Task to carry out: Reproduce the material below word for word, line by line, changing nothing.

Records for this task:
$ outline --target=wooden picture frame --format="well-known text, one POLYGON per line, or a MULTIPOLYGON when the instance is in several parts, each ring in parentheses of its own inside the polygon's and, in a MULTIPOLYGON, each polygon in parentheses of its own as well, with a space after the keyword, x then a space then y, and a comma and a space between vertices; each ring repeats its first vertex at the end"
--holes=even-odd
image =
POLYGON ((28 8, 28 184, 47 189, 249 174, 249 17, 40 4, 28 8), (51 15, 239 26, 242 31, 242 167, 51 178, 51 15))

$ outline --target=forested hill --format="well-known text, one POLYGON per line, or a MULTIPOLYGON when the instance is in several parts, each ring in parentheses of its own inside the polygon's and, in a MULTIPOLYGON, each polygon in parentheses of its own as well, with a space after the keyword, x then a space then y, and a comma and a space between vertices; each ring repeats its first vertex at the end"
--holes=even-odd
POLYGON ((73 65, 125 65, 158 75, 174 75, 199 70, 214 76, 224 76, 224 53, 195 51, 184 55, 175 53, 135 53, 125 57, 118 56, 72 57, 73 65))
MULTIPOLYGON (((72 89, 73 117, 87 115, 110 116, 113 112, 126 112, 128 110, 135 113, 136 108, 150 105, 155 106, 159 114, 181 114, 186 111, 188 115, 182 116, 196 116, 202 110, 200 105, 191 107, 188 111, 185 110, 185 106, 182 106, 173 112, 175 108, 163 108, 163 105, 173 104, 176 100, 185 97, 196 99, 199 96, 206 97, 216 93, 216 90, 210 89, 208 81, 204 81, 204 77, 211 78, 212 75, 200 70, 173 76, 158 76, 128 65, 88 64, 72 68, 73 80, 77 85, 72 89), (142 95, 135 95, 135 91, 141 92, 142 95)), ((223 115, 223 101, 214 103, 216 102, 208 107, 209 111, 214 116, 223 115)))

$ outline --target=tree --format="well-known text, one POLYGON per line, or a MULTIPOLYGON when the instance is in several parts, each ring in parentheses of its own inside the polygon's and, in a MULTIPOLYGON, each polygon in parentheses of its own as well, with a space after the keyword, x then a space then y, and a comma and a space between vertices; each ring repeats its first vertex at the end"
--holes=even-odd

Reply to the exercise:
$ outline --target=wooden picture frame --format="well-known text, one POLYGON per line, or a MULTIPOLYGON when the instance is in several parts, each ring in parentheses of its own inside the polygon's and, in a MULTIPOLYGON, each polygon in parentheses of its own as well, with a space after the keyword, x then a space then y, and a comma and a space between vertices; each ring repeats its first vertex at the end"
--holes=even-odd
image =
POLYGON ((28 8, 28 184, 47 189, 249 174, 249 17, 40 4, 28 8), (51 15, 239 26, 242 31, 242 167, 51 178, 51 15))

$ outline --target=forested hill --format="well-known text, one POLYGON per line, or a MULTIPOLYGON when the instance is in several parts, each ring in parentheses of its own inside the polygon's and, in a MULTIPOLYGON, each polygon in parentheses of its own as well, with a space after the keyword, x then a space then y, and a comma and a space between vertices; each ring repeats its first vertex at the end"
--holes=even-odd
POLYGON ((73 65, 125 65, 158 75, 174 75, 199 70, 214 76, 224 76, 224 53, 195 51, 184 55, 175 53, 135 53, 125 57, 118 56, 72 57, 73 65))
MULTIPOLYGON (((72 89, 73 117, 87 115, 110 116, 113 112, 126 112, 128 110, 135 113, 136 108, 150 105, 155 106, 159 114, 181 114, 186 111, 188 115, 182 116, 196 116, 202 110, 200 105, 191 107, 188 111, 185 110, 185 106, 182 106, 173 112, 175 108, 163 108, 163 105, 173 104, 176 100, 185 97, 196 99, 199 96, 206 97, 216 93, 216 90, 210 89, 208 81, 204 81, 204 77, 211 78, 212 75, 200 70, 173 76, 158 76, 128 65, 88 64, 72 68, 73 80, 77 85, 72 89), (142 95, 135 95, 135 91, 141 92, 142 95)), ((223 115, 223 101, 214 103, 216 102, 208 107, 209 111, 214 116, 223 115)))

$ outline --target=tree --format="well-known text, one POLYGON per line, or a MULTIPOLYGON when the instance is in several parts, each ring in parentheses of its own inside the polygon's and, in a MULTIPOLYGON, each polygon in parentheses of its own as well, with a space after the keyword, x then a space then y, and a comma and a space between vertices; each ring repeats its first vertex at the end"
--holes=even-odd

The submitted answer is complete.